TEXT:
- - - - - - -

This bouquet of convictions joins those of other creators of modern icons, with the exception that Julia Stankova does not “canonize” any period or trend. But it is clear that she is not the only artist with Eastern roots to plead in favor of a profound renewal of iconography. She believes in the possibility of renewing iconography from within. It seems to me that she contributes to proving this possibility. And if she wants her icons, which respect the canons but speak to twenty-first-century people, to be the place of an encounter, then I think this wish has every chance of being granted. That is the sense I would now like to convey about the following subject.

- - - - - - -

Dataset items
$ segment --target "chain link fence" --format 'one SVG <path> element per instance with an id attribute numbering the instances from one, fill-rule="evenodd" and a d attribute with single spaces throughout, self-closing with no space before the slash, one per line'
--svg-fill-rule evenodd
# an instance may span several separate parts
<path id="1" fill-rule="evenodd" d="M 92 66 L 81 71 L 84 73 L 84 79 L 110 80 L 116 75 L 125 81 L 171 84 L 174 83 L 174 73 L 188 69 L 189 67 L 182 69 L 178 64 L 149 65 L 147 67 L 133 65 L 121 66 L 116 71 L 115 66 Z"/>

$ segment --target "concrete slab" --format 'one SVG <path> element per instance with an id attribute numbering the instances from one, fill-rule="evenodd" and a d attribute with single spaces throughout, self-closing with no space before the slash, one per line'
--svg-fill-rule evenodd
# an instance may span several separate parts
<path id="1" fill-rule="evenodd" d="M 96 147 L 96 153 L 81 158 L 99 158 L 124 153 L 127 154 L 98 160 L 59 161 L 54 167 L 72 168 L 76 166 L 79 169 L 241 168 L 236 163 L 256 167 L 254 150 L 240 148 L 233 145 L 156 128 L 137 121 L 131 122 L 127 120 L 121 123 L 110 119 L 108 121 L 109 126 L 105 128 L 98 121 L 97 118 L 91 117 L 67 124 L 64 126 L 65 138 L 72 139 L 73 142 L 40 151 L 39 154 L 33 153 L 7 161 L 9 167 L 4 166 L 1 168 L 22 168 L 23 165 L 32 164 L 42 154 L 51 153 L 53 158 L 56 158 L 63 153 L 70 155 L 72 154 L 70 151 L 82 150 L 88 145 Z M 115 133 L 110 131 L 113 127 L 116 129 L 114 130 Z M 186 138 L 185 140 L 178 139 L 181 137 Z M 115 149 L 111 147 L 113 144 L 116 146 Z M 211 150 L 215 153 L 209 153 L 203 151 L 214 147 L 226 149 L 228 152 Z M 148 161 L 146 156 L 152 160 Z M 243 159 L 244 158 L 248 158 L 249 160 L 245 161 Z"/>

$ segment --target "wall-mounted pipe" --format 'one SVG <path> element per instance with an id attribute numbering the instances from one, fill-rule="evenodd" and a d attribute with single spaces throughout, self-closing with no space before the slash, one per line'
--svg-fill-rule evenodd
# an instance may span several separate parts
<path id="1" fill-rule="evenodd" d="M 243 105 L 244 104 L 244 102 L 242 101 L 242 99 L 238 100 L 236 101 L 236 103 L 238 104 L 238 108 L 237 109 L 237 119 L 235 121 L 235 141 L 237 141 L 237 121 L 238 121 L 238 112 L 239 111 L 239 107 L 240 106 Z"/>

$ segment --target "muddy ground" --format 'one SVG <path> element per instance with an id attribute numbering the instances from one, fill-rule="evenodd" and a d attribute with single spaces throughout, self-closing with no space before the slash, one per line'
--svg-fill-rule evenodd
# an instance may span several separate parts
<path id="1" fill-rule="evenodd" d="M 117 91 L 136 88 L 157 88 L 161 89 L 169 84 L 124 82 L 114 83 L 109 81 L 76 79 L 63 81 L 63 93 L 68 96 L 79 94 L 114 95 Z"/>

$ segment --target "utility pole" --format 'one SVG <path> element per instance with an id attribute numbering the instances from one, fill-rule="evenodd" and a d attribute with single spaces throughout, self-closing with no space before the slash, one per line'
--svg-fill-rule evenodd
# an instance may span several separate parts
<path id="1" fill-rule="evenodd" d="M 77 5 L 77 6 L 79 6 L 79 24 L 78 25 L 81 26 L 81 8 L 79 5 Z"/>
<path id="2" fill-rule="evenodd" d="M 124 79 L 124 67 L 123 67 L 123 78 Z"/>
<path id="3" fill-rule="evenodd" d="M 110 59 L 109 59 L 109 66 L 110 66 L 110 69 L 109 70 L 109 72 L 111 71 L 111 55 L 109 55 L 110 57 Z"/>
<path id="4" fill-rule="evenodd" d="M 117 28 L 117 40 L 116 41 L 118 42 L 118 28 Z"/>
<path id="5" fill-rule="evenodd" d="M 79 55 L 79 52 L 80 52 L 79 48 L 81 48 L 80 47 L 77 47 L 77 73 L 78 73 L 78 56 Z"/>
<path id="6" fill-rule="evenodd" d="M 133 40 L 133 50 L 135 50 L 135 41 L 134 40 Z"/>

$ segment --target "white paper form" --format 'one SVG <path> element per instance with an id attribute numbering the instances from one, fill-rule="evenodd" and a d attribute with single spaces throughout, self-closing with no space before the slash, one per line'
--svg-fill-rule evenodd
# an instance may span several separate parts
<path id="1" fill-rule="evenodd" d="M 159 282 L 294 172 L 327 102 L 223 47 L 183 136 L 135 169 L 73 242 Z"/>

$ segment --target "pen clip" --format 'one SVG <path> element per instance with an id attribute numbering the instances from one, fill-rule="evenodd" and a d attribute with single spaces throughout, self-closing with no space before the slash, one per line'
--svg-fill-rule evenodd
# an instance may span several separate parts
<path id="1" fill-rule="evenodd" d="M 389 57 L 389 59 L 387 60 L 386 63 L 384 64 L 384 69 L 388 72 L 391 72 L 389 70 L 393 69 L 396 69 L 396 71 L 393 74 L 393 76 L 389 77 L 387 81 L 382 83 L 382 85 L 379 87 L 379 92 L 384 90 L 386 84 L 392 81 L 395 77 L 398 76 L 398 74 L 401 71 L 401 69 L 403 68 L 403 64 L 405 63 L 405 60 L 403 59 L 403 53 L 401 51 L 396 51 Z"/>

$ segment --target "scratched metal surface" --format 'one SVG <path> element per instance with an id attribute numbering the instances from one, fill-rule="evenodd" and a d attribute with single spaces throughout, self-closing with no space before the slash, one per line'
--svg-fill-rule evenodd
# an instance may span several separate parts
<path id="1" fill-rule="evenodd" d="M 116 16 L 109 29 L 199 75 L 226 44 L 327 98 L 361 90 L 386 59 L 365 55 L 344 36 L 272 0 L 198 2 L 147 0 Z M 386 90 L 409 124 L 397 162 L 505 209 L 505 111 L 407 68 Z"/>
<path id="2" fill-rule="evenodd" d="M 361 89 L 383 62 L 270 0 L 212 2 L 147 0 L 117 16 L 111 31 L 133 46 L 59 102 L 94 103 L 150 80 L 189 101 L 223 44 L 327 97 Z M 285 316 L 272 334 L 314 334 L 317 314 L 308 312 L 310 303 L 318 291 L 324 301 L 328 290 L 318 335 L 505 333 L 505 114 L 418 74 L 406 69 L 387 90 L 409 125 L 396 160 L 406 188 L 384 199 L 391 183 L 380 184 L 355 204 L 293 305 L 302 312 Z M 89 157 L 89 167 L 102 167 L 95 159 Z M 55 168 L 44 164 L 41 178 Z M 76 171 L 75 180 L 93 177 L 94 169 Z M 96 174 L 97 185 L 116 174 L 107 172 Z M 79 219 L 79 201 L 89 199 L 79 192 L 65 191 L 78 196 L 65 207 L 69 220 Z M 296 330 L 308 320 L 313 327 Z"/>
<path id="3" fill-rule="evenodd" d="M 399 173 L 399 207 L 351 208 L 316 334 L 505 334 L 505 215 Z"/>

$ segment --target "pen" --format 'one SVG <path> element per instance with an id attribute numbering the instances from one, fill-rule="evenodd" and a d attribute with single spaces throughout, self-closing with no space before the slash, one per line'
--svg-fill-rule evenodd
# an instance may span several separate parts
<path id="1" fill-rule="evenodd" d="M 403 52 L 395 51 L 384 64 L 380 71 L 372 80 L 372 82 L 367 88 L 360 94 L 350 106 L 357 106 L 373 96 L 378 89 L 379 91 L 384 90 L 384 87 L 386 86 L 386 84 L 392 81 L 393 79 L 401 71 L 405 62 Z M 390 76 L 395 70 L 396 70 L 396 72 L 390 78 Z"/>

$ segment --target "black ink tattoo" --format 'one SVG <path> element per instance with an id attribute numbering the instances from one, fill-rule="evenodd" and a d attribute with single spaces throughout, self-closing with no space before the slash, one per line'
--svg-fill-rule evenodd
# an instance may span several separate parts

- - - - - - -

BRIEF 1: According to the passage on Julia Stankova's icons, from where does she believe iconography can be renewed?
BRIEF 2: For each statement, say whether it agrees with the passage on Julia Stankova's icons, and quote the words that decide it: (a) Julia Stankova canonizes a particular period or trend. (b) She is the only artist with Eastern roots to argue for a profound renewal of iconography. (c) Her icons respect the canons.

REPLY 1: From within.

REPLY 2:
(a) No: "Julia Stankova does not “canonize” any period or trend"
(b) No: "she is not the only artist with Eastern roots to plead in favor of a profound renewal of iconography"
(c) Yes: "which respect the canons but speak to twenty-first-century people"